◆ What you will do ◆
Arrange every row below as a numbered list, omitting blank lines and excluding the pictures from your answer.

◆ Recorded data ◆
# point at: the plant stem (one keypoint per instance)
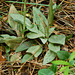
(50, 17)
(24, 14)
(24, 17)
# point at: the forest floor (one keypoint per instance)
(64, 22)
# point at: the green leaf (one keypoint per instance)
(51, 30)
(66, 70)
(15, 57)
(13, 42)
(45, 72)
(35, 50)
(27, 57)
(63, 55)
(39, 19)
(54, 48)
(72, 56)
(32, 35)
(57, 39)
(63, 68)
(12, 23)
(25, 46)
(54, 68)
(72, 62)
(20, 18)
(4, 37)
(49, 57)
(44, 40)
(60, 62)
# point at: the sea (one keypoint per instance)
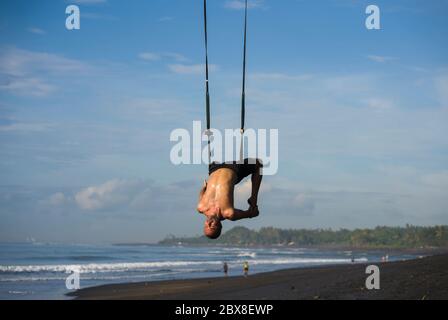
(40, 270)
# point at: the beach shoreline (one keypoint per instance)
(418, 279)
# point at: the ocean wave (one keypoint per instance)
(147, 266)
(247, 254)
(101, 267)
(306, 261)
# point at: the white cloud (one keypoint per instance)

◆ Output for this exercise ◆
1. # point at: the plant stem (one keypoint per instance)
2. (50, 17)
3. (24, 14)
4. (24, 17)
5. # point at: the forest floor (one keypoint per instance)
6. (64, 22)
7. # point at: the green leaf (one keypoint per instance)
8. (51, 30)
9. (66, 70)
10. (15, 57)
11. (13, 42)
12. (45, 72)
13. (35, 50)
14. (27, 57)
15. (63, 55)
16. (39, 19)
17. (54, 48)
18. (72, 56)
19. (32, 35)
20. (57, 39)
21. (63, 68)
22. (12, 23)
23. (25, 46)
24. (54, 68)
25. (72, 62)
26. (20, 18)
27. (4, 37)
28. (49, 57)
29. (44, 40)
30. (60, 62)
31. # point at: the sea (one keypoint per instance)
32. (40, 270)
33. # point at: the beach shoreline (one keypoint per instance)
34. (418, 279)
35. # point at: the ocean wave (one keypoint per instance)
36. (147, 266)
37. (247, 254)
38. (101, 267)
39. (306, 261)
40. # point at: the white cloud (one keypoint per instance)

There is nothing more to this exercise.